SET OF TASKS:
(A) Reproduce word for word the passage of the article on Robert Mueller's death between "An obituary published" and "Trump to office.", inclusive.
(B) List every US president named in the article on Robert Mueller's death.
(C) Continue the article on Robert Mueller's death from where it stops.

TEXT PROVIDED:
□ □ □ □

Robert Mueller, the former FBI director who led a politically explosive investigation into Donald Trump, has died aged 81.
His death triggered a gloating response from the US president.
The New York Times reported Mueller’s death, citing a family statement, but did not specify a location or cause.
Trump responded quickly on Truth Social, writing: “Robert Mueller just died. Good, I’m glad he’s dead. He can no longer hurt innocent people!”
Mueller led the FBI for 12 years, starting days before the September 11, 2001, Al-Qaeda attacks on the United States, during which time he built up the bureau’s counterterror mission.
After his tenure at the FBI, he was tapped as a special counsel for the Department of Justice to lead a probe between 2017-2019 into whether Trump’s presidential campaign conspired with Russia to get him elected.
An obituary published by the Washington Post said Mueller had spent more than four decades in law enforcement - as line prosecutor, US attorney and FBI chief, developing a reputation as a stickler for detail who savored methodical investigation and nearly always got his man.
He became the longest-serving leader of the FBI since J. Edgar Hoover, and he guided the bureau under Presidents George W. Bush and Barack Obama through its transformation from a domestic crime-fighting agency to a global intelligence organisation focused on the war against terrorism.
He built a reputation for nonpartisan rectitude and stone-faced reserve but suddenly became a political target in his last major role on the national stage - as special counsel investigating Russian interference in the 2016 presidential election that brought Trump to office.

Donald Trump gloated on social media, saying it was "good" that Robert Mueller had died. Photo / Getty Images
Attacked by the right
Mueller found himself excoriated from the right as a symbol of what Trump and his supporters viewed as a witch hunt designed to bring down the president. At the same time, his investigation was welcomed by the left as an injection of integrity, an impartial reminder of a time when a consensus on the facts was politically achievable.

□ □ □ □

DATA SHOWN:
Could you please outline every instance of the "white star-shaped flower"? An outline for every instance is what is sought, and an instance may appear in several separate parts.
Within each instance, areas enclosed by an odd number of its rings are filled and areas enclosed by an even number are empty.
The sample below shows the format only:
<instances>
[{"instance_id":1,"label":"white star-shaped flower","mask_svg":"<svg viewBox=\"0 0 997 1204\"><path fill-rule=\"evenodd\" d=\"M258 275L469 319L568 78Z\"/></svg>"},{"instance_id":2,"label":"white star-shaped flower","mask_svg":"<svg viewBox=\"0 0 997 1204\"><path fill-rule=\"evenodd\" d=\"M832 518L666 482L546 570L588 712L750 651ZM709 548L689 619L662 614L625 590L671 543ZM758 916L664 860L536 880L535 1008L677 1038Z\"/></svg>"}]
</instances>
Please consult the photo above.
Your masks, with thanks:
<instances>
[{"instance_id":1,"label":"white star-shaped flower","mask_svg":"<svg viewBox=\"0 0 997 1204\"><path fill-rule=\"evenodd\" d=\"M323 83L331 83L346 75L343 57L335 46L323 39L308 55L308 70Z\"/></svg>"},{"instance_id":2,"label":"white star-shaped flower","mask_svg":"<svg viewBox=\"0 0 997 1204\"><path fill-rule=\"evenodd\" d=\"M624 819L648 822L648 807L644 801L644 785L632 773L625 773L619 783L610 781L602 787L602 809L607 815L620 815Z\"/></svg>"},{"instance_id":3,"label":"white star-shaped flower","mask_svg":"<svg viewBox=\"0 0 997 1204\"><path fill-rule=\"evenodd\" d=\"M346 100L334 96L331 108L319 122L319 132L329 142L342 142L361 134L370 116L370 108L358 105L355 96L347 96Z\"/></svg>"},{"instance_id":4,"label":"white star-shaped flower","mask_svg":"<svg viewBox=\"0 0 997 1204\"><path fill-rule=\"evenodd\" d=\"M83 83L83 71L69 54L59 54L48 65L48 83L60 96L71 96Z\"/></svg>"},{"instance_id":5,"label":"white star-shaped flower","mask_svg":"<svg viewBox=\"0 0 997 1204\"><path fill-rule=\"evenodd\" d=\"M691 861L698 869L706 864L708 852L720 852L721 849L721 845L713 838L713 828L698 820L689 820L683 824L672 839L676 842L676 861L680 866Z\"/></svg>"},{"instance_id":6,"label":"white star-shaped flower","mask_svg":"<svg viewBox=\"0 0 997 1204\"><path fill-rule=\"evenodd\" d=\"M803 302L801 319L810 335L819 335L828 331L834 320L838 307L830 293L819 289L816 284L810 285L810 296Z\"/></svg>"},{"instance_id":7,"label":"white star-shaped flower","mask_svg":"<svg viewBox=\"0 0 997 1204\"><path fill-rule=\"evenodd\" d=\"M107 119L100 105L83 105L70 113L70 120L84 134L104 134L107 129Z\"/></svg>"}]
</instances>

□ □ □ □

ANSWERS TO THE TASKS:
(A)
An obituary published by the Washington Post said Mueller had spent more than four decades in law enforcement - as line prosecutor, US attorney and FBI chief, developing a reputation as a stickler for detail who savored methodical investigation and nearly always got his man.
He became the longest-serving leader of the FBI since J. Edgar Hoover, and he guided the bureau under Presidents George W. Bush and Barack Obama through its transformation from a domestic crime-fighting agency to a global intelligence organisation focused on the war against terrorism.
He built a reputation for nonpartisan rectitude and stone-faced reserve but suddenly became a political target in his last major role on the national stage - as special counsel investigating Russian interference in the 2016 presidential election that brought Trump to office.

(B)
Donald Trump
George W. Bush
Barack Obama

(C)
Mueller maintained a public silence through the 22 months of his Russia investigation, which yielded indictments leading to convictions of a Trump campaign chairman, a deputy campaign manager, a national security adviser and one of his personal attorneys.
In his report, released in April 2019, Mueller concluded that “the Russian government perceived it would benefit from a Trump presidency and worked to secure that outcome”, and that the Trump campaign “expected it would benefit electorally from information stolen and released through Russian efforts”.
But the investigation “did not establish that members of the Trump Campaign conspired or coordinated with the Russian government” - a conclusion that Trump and his supporters cited as evidence that the probe had been a partisan fishing expedition.
Trump regularly denounced the Mueller investigation as a “hoax”, “a total disgrace” that amounted to “treason”. In 2020, he issued pardons to national security adviser Michael Flynn, Trump’s political adviser Roger Stone and several others convicted in the probe.